GOAL.
Write down each entry again, exactly as it reads.

begin RECORDS FOR THE EXERCISE

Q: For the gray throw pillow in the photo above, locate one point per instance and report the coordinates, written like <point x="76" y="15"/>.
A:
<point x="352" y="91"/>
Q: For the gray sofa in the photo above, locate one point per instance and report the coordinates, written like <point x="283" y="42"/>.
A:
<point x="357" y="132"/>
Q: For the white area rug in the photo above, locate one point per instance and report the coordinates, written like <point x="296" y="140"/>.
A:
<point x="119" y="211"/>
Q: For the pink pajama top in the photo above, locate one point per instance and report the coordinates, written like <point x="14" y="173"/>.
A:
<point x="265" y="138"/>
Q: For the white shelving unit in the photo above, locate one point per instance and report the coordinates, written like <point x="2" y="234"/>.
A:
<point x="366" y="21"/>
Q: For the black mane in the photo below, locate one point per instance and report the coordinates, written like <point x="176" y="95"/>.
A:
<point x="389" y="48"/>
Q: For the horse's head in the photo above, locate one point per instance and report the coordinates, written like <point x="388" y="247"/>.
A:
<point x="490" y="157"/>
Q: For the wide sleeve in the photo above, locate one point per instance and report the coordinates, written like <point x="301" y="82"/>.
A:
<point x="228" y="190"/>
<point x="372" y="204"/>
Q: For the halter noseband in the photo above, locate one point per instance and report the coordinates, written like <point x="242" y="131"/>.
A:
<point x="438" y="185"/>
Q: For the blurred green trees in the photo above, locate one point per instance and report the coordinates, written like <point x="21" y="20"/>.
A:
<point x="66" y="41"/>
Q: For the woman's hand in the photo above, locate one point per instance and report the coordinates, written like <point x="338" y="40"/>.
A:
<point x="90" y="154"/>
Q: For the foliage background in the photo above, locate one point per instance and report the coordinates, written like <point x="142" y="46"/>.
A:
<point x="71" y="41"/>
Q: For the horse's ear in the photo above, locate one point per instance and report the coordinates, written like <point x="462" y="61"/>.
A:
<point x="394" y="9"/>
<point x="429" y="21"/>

end RECORDS FOR THE EXERCISE

SOLUTION TO THIS EXERCISE.
Q: For the gray throw pillow in the photo above, locate one point per instance and report the coordinates, written like <point x="76" y="15"/>.
A:
<point x="352" y="91"/>
Q: For the gray sofa in the photo above, locate one point per instance and report the coordinates, written like <point x="283" y="42"/>.
A:
<point x="357" y="132"/>
Q: For the white area rug in the photo above, locate one point per instance and report the coordinates, written like <point x="296" y="140"/>.
A:
<point x="119" y="211"/>
Q: For the pink pajama top in the photo above, locate one point per instance and report the coordinates, written like <point x="14" y="173"/>.
A:
<point x="265" y="138"/>
Q: For the white shelving unit in the photo above, locate one point per instance and report the coordinates, written like <point x="2" y="234"/>.
A:
<point x="366" y="21"/>
Q: For the black mane in the photo below, locate one point per instance and report the coordinates, written like <point x="176" y="95"/>.
A:
<point x="389" y="48"/>
Q: For the horse's head in the photo above, locate one point per instance and report the coordinates, written like <point x="388" y="247"/>.
A:
<point x="490" y="157"/>
Q: For the wide sleeve in the photo above, locate one point per instance and report the coordinates, written like <point x="301" y="82"/>.
A:
<point x="228" y="190"/>
<point x="372" y="204"/>
Q: For the halter noseband in the photo above, locate one point per instance and report the coordinates, written like <point x="242" y="131"/>.
A:
<point x="438" y="185"/>
Q: For the blurred green trees in the photo above, locate one point per instance and report the coordinates, written like <point x="21" y="20"/>.
A:
<point x="66" y="41"/>
Q: For the woman's hand in the photo above, locate one point per instance and report the coordinates, written like <point x="338" y="40"/>.
A:
<point x="90" y="154"/>
Q: For the foliage background in the photo above, locate one point per instance and report the coordinates, written like <point x="142" y="46"/>.
A:
<point x="71" y="41"/>
Q: For the horse's ear in the photo above, locate one point per instance and report the coordinates, written like <point x="462" y="61"/>.
A:
<point x="394" y="9"/>
<point x="429" y="21"/>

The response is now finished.